Task: Continue the passage on Origami's crawling and configuration fingerprinting from its final sentence.

Passage shown:

This crawling approach improves usability and security
because: there is no scanning agent to install and maintain on tens of
thousands of systems; and there is no agent for malware present within these
systems to attack. We are now developing advanced fingerprinting technologies
that use a concept called “search by example,” where the user provides an
example of a problematic configuration, rather than using a complex rule
language to declaratively define the details of the problem.
Such a “search by example” can also be created by first
crawling a system; making some change to it that represents a configuration
adjustment; then re-crawling the system, and finally asking Origami to compute
the difference between the two crawled states of the system. This technique
allows users to provide arbitrary system changes as examples.
What’s happening inside Origami during all of these
processes? It internally computes a fingerprint of the example and stores it in
a fingerprint knowledge base. A fingerprint is a collection of hashes that
summarize different dimensions of the configuration data for very fast
recognition. Various heuristics then adjust the relative weights of different
features comprising the fingerprint so that important features (e.g. a network
port being opened) are distinguished from less important ones (e.g. a log file
being modified). These heuristics lower false alarms so bad configuration
patterns can be distinguished from very similar patterns that are actually
benign.

Information given:

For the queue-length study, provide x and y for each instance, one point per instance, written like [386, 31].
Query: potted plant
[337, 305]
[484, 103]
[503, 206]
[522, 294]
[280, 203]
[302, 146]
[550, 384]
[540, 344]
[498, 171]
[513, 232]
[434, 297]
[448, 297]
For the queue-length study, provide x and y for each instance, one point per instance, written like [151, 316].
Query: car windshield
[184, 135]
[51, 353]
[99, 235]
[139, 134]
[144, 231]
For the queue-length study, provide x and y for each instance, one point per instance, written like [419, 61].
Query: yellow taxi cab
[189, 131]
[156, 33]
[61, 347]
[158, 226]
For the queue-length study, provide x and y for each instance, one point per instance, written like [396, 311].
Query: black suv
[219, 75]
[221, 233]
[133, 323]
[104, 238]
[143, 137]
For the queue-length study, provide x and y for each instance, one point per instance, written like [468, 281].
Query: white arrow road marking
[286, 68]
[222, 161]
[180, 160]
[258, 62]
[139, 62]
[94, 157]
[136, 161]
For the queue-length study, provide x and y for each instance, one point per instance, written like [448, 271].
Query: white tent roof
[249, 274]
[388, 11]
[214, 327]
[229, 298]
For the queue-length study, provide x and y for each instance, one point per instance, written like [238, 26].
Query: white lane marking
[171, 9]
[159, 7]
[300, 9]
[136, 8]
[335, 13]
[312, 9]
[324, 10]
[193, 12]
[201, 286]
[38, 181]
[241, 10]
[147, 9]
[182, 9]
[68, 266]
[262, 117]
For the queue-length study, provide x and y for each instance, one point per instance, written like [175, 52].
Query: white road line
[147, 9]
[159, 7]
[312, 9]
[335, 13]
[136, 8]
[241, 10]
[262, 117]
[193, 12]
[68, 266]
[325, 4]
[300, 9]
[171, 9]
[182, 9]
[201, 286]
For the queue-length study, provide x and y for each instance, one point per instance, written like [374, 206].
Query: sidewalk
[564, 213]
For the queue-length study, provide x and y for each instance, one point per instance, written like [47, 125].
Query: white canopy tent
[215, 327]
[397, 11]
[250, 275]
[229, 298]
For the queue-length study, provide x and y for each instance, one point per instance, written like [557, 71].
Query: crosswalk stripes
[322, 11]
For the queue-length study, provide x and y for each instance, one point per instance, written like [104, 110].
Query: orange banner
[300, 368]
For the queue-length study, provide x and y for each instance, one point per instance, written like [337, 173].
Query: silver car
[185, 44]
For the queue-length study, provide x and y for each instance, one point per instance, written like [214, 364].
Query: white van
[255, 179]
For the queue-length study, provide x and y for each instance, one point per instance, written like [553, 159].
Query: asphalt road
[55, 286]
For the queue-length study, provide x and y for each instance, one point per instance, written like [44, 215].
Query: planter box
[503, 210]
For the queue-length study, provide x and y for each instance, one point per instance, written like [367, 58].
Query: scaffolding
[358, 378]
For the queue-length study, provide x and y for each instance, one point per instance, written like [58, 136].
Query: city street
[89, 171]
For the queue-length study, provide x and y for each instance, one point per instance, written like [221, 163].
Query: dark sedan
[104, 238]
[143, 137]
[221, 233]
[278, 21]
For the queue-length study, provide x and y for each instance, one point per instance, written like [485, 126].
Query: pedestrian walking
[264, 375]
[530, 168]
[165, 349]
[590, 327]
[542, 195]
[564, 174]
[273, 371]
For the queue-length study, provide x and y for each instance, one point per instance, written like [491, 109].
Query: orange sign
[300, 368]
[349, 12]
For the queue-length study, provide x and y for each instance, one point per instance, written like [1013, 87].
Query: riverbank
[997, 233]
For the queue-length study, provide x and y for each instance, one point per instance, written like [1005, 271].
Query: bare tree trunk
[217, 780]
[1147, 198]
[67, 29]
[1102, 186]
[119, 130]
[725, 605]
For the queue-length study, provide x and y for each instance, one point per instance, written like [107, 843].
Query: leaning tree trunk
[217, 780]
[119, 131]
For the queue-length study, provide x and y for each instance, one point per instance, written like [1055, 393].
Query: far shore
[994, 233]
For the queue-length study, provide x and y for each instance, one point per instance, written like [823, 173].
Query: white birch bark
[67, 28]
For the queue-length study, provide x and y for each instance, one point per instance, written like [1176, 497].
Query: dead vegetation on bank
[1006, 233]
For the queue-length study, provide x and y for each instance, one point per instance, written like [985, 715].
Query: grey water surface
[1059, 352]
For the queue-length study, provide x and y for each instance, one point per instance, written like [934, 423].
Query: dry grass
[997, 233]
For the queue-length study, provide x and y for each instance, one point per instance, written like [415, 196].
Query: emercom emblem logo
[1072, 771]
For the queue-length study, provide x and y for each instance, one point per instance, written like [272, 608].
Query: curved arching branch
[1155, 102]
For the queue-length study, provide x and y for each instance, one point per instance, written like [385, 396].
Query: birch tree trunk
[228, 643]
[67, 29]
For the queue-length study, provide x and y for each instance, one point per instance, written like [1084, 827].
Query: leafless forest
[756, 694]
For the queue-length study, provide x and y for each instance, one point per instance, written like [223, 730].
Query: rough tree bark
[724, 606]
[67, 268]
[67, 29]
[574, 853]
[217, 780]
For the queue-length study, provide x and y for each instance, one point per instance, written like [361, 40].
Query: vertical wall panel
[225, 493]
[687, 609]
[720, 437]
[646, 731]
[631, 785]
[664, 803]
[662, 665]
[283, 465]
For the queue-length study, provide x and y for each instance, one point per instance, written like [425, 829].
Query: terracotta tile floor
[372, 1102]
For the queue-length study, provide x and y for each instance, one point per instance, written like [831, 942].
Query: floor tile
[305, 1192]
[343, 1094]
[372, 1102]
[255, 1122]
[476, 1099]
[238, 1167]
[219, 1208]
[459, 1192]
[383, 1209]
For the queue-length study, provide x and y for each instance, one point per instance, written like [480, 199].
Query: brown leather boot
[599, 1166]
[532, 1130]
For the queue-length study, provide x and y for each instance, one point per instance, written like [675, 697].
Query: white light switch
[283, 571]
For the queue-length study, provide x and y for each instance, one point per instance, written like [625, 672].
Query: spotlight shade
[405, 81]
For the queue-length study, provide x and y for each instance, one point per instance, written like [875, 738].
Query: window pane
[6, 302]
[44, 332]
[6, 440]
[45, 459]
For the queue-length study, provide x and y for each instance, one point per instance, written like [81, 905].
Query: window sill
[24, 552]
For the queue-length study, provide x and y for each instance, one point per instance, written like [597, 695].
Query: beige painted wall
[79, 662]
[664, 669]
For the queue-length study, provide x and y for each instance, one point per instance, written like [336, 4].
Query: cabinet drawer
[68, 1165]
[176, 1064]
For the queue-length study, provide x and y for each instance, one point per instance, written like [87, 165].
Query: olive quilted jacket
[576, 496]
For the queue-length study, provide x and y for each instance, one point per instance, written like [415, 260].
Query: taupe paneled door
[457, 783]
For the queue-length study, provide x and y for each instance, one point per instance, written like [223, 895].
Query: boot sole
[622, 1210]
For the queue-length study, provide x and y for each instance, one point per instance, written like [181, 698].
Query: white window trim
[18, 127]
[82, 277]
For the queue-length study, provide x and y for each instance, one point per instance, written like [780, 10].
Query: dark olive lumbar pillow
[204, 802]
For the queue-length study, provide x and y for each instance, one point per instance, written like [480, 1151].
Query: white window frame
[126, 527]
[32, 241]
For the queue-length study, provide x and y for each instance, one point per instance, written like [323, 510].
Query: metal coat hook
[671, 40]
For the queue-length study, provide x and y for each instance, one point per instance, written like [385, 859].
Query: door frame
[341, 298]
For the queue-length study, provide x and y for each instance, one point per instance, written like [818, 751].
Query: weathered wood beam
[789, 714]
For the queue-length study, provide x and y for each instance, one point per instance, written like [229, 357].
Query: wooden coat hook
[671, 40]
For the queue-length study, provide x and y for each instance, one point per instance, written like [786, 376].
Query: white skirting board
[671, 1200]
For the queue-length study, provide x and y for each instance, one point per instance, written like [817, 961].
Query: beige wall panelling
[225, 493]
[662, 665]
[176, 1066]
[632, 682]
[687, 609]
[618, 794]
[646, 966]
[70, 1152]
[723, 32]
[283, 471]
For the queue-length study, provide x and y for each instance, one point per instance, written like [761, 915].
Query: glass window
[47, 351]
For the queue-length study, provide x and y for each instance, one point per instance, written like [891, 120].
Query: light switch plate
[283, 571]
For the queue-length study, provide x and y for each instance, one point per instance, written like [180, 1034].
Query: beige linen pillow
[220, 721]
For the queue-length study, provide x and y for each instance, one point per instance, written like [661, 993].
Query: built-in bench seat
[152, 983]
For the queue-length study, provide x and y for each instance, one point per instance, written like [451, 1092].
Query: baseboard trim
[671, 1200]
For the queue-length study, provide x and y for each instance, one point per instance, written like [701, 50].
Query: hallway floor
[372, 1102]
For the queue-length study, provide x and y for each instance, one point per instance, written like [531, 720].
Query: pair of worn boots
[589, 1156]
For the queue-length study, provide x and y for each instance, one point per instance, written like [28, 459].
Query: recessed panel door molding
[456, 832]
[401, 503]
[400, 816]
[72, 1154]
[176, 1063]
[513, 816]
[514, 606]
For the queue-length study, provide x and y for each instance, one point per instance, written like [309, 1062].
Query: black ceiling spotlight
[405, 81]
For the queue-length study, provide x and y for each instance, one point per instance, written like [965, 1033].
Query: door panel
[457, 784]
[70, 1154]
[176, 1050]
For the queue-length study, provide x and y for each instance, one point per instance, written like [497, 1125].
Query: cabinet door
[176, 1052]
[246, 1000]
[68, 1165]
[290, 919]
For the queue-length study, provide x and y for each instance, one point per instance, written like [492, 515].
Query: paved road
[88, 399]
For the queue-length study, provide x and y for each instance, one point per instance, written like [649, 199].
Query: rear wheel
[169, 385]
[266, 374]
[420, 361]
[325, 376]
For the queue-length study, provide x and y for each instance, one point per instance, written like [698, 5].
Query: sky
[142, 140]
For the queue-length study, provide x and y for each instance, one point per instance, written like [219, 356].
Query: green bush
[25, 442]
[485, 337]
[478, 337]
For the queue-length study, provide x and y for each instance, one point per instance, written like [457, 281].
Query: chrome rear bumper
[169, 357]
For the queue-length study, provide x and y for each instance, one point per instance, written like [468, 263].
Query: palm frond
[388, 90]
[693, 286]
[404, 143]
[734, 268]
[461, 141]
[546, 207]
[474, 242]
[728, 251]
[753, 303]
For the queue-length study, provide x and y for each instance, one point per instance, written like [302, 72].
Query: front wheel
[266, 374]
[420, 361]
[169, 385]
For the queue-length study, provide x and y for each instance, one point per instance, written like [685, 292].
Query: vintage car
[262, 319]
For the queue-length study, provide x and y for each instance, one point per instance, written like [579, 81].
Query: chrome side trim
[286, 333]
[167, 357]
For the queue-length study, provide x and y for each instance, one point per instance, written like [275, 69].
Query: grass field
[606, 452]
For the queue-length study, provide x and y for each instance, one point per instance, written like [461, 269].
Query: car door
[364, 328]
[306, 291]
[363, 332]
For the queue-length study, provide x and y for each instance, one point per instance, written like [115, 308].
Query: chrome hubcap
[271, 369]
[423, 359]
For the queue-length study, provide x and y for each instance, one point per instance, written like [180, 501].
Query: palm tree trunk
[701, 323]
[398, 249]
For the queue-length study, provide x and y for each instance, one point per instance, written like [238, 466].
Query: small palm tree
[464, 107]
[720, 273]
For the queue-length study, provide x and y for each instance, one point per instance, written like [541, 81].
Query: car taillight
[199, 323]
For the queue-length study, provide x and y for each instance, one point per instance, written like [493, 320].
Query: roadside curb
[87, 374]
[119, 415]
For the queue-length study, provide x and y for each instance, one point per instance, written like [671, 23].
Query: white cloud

Answer below:
What’s next for Origami?
The overriding question for us is how Olive and Origami
together can lead to the production of commercially viable technologies. The
above-mentioned problem diagnosis of misconfiguration-related outages is one
clear use for the search-by-example technology that we have developed with our
OCR partners.
Another technology using Origami, under development with the
University of California at San Diego, would mine many different systems in the
data centers that are identically configured to automatically learn patterns
that tend to produce problems from those that tend to operate well.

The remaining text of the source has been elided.